>> START INPUT

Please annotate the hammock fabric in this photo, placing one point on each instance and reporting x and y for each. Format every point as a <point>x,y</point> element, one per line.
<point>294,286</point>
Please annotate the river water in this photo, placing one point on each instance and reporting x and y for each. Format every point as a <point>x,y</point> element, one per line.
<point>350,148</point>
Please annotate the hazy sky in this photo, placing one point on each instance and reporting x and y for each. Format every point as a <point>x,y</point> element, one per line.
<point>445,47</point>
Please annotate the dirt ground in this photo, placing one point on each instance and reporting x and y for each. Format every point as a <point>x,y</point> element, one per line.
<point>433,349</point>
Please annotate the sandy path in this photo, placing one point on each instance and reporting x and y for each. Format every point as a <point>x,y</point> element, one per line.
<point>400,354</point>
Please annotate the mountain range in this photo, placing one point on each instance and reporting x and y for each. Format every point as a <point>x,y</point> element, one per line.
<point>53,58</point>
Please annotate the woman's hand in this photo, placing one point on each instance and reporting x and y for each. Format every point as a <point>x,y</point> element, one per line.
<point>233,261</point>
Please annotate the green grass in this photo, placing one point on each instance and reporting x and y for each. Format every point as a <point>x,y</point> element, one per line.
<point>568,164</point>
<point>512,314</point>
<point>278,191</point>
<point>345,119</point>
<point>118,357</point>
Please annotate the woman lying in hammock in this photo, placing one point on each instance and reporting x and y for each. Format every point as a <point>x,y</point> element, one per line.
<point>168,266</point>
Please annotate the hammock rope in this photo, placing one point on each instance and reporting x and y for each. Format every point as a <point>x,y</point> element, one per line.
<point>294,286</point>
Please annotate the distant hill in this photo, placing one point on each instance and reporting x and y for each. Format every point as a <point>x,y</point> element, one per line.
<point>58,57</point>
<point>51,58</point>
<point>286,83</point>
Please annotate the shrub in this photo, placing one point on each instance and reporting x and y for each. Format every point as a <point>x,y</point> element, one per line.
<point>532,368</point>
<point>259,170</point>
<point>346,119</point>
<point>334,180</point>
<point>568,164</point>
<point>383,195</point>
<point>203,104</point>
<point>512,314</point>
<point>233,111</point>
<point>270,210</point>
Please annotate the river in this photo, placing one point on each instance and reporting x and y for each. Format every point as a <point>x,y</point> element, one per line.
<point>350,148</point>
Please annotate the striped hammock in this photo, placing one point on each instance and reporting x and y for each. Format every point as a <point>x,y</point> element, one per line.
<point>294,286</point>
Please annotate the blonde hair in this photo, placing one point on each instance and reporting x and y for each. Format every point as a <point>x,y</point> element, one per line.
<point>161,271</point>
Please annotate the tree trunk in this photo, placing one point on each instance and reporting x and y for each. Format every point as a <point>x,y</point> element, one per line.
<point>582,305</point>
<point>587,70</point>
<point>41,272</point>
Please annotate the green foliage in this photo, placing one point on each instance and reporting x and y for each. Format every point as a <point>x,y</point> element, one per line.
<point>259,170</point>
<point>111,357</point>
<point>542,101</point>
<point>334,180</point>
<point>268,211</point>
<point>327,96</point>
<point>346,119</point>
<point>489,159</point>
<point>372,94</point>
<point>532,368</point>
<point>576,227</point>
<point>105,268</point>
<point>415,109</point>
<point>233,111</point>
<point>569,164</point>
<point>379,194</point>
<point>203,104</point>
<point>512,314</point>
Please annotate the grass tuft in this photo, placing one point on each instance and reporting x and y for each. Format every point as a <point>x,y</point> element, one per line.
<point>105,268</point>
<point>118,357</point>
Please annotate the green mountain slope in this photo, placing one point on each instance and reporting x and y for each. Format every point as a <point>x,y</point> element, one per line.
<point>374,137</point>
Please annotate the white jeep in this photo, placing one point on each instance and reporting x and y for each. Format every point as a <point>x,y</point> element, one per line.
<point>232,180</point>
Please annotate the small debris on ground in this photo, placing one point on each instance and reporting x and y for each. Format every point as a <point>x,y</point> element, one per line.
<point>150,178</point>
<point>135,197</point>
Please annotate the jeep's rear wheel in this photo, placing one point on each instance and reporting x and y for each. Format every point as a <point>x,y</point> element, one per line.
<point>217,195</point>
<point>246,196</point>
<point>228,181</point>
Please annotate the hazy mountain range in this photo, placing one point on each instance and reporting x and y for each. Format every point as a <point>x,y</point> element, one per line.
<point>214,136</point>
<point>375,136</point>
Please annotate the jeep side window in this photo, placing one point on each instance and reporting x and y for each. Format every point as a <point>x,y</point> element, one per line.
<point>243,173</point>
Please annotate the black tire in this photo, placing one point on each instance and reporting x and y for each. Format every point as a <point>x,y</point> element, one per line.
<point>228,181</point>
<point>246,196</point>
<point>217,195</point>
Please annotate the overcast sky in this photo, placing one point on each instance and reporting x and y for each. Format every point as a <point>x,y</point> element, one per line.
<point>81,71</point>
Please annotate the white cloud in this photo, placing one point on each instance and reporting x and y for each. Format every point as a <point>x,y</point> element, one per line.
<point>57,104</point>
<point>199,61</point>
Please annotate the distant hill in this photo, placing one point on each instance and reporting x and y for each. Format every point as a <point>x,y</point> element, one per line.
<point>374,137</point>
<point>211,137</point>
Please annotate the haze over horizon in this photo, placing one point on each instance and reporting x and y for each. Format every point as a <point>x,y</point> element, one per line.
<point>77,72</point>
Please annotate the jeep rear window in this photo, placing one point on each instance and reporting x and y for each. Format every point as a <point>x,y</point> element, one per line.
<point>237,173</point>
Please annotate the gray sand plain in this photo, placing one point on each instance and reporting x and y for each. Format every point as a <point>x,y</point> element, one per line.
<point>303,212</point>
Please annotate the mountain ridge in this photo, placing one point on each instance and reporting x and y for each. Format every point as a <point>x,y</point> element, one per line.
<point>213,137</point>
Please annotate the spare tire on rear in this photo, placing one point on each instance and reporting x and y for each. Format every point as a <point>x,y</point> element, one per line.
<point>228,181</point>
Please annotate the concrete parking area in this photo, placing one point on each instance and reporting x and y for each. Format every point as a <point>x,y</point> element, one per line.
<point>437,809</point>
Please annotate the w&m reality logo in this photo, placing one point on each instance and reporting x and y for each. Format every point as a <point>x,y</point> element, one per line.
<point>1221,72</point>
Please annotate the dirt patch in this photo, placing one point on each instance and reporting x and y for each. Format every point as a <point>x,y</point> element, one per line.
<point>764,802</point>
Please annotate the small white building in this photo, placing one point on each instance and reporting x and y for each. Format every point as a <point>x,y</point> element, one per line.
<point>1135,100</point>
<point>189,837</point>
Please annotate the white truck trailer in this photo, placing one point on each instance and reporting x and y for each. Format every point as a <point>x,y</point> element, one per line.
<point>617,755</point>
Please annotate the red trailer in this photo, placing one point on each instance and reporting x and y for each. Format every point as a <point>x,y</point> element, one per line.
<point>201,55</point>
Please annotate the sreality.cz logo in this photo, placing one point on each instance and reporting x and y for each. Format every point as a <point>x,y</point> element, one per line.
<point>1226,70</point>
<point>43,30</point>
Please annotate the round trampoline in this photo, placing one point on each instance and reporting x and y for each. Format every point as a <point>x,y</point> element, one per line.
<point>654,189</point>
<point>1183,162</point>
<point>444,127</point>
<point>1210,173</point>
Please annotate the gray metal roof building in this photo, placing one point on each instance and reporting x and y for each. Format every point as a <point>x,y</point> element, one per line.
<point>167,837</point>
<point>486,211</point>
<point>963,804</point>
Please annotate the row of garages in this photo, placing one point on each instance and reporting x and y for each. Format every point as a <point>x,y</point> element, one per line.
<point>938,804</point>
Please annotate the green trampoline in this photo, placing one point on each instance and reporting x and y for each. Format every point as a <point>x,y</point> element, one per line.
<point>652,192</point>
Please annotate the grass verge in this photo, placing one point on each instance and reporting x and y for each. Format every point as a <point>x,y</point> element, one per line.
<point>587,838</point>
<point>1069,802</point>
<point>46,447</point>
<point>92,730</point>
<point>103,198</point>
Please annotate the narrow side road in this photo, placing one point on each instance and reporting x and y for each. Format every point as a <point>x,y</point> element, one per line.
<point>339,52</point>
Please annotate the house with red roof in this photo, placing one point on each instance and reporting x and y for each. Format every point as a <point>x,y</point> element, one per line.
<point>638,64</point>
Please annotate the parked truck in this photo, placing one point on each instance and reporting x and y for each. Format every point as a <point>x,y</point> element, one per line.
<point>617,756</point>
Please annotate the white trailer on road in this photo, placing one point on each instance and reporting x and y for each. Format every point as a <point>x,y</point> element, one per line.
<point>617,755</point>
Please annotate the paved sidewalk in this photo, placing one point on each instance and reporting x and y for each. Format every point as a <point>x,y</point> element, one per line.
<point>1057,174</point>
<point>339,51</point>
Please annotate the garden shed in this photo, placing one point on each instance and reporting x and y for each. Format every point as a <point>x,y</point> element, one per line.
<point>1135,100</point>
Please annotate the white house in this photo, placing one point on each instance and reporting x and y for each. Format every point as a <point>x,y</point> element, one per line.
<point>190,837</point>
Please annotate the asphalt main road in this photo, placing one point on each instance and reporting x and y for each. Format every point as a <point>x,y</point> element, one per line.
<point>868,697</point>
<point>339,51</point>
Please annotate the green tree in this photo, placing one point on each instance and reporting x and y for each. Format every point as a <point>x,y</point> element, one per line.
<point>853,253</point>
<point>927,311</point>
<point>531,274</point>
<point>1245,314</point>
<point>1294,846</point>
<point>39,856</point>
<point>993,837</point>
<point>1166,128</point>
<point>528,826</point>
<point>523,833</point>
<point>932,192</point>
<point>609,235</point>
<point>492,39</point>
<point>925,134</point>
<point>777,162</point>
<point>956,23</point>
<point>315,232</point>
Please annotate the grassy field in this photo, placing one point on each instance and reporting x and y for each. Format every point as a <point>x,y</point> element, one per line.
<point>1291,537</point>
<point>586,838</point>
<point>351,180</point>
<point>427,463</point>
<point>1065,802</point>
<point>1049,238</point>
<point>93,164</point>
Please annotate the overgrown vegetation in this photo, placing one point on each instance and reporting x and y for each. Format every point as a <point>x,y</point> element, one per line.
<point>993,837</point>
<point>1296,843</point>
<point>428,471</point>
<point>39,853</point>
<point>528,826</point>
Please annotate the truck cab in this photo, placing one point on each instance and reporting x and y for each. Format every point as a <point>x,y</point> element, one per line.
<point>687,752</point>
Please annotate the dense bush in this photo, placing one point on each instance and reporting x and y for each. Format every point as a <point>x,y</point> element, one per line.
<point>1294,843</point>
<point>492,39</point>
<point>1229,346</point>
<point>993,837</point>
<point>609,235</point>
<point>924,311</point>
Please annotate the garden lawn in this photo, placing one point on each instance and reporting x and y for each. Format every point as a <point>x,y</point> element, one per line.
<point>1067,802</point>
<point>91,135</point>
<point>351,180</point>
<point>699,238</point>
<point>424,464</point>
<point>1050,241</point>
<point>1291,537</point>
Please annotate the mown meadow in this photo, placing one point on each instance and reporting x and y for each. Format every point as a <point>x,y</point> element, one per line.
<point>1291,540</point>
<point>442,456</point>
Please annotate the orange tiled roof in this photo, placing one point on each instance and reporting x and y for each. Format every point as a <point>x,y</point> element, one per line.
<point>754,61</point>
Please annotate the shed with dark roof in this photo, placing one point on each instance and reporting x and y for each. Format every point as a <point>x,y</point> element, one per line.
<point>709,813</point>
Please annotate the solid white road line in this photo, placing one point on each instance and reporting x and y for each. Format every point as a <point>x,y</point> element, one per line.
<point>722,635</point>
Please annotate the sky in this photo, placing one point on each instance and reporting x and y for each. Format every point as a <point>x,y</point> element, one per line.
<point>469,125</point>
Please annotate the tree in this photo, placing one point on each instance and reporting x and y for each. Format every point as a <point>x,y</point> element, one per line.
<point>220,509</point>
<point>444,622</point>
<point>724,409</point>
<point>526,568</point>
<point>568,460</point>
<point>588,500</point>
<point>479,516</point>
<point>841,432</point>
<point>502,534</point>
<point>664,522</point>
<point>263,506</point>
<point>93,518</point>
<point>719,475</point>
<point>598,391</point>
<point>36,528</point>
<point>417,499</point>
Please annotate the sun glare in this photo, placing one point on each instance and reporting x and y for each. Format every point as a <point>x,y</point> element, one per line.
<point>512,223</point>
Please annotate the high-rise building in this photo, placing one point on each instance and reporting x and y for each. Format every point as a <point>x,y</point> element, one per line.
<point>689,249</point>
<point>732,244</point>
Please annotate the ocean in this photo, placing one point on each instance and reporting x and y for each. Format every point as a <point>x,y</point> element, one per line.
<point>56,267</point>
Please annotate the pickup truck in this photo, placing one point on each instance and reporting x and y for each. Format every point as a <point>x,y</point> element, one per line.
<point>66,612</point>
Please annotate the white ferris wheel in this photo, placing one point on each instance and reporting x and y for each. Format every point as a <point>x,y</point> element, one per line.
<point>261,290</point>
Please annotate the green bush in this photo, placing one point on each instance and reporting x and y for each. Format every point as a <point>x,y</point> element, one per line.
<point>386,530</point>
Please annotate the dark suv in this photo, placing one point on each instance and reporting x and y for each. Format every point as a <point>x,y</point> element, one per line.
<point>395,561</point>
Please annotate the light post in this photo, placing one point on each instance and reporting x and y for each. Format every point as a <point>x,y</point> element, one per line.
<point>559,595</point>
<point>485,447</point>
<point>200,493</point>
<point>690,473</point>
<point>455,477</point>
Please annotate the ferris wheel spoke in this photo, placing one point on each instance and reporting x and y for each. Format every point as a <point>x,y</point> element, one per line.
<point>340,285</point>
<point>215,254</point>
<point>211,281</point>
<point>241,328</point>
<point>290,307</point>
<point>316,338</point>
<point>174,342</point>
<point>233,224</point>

>> END INPUT

WHAT TO DO: Go back to the data above and please quote exactly, and only, the lines from the line with "Please annotate the ocean" through its last line.

FINISHED ANSWER:
Please annotate the ocean in this photo, placing one point on each instance and reporting x and y for each. Format every point as a <point>x,y</point> element, one per line.
<point>56,267</point>
Please annotate the pickup truck in this photo, placing one point on each instance and reporting x and y for each. Format every point as a <point>x,y</point> element, one per line.
<point>66,612</point>
Please annotate the white ferris wheel in this photo, placing one point on each instance and reporting x and y for each. Format every point as a <point>x,y</point> element, one per line.
<point>261,290</point>
Please annotate the green bush in this photo, placing one point on each instance and reporting x and y for each. Format every point as a <point>x,y</point> element, one per line.
<point>386,530</point>
Please annotate the dark suv in this photo, placing one point on each instance and reporting x and y for each. Format every point as a <point>x,y</point> element, one per line.
<point>395,561</point>
Please annotate the light post in this photo, placing one point on each instance and reporting x and y for each. Format every point as a <point>x,y</point> element, one per line.
<point>559,595</point>
<point>485,447</point>
<point>200,493</point>
<point>690,473</point>
<point>455,477</point>
Please annotate the ferris wheel spoke in this photo, placing one point on each instance and reporting x and y for each. Format every point as a <point>x,y</point> element, one per line.
<point>340,285</point>
<point>215,254</point>
<point>211,281</point>
<point>241,328</point>
<point>290,307</point>
<point>316,338</point>
<point>174,342</point>
<point>233,224</point>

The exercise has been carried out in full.